TASK TO CARRY OUT:
Copy all of the data below line for line, without any change, but leave out the pictures.

TASK INPUTS:

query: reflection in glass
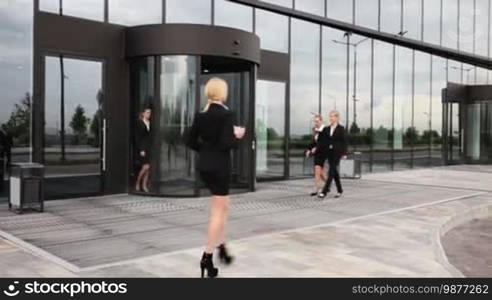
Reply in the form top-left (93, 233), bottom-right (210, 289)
top-left (255, 9), bottom-right (289, 52)
top-left (380, 0), bottom-right (401, 34)
top-left (63, 0), bottom-right (104, 21)
top-left (414, 52), bottom-right (432, 167)
top-left (215, 0), bottom-right (253, 31)
top-left (403, 0), bottom-right (422, 40)
top-left (295, 0), bottom-right (325, 16)
top-left (290, 20), bottom-right (320, 176)
top-left (356, 0), bottom-right (379, 30)
top-left (373, 41), bottom-right (394, 172)
top-left (394, 47), bottom-right (414, 170)
top-left (424, 0), bottom-right (442, 45)
top-left (262, 0), bottom-right (293, 8)
top-left (255, 80), bottom-right (286, 178)
top-left (44, 56), bottom-right (103, 197)
top-left (158, 56), bottom-right (197, 195)
top-left (430, 56), bottom-right (447, 165)
top-left (108, 0), bottom-right (162, 26)
top-left (0, 0), bottom-right (34, 202)
top-left (474, 0), bottom-right (490, 56)
top-left (326, 0), bottom-right (354, 23)
top-left (39, 0), bottom-right (60, 14)
top-left (348, 35), bottom-right (372, 172)
top-left (442, 0), bottom-right (459, 49)
top-left (166, 0), bottom-right (212, 24)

ANSWER BELOW:
query: reflection in glass
Reply in the form top-left (93, 233), bottom-right (210, 289)
top-left (255, 9), bottom-right (289, 52)
top-left (380, 0), bottom-right (401, 34)
top-left (63, 0), bottom-right (104, 21)
top-left (414, 52), bottom-right (432, 167)
top-left (215, 0), bottom-right (253, 31)
top-left (403, 0), bottom-right (422, 40)
top-left (295, 0), bottom-right (325, 16)
top-left (290, 20), bottom-right (320, 176)
top-left (356, 0), bottom-right (379, 30)
top-left (373, 41), bottom-right (394, 172)
top-left (394, 47), bottom-right (414, 170)
top-left (424, 0), bottom-right (442, 45)
top-left (262, 0), bottom-right (293, 8)
top-left (255, 80), bottom-right (286, 178)
top-left (44, 56), bottom-right (103, 197)
top-left (158, 56), bottom-right (197, 195)
top-left (430, 56), bottom-right (447, 165)
top-left (108, 0), bottom-right (162, 26)
top-left (0, 0), bottom-right (34, 202)
top-left (474, 0), bottom-right (490, 56)
top-left (326, 0), bottom-right (354, 23)
top-left (39, 0), bottom-right (60, 14)
top-left (348, 35), bottom-right (372, 172)
top-left (442, 0), bottom-right (459, 49)
top-left (166, 0), bottom-right (212, 24)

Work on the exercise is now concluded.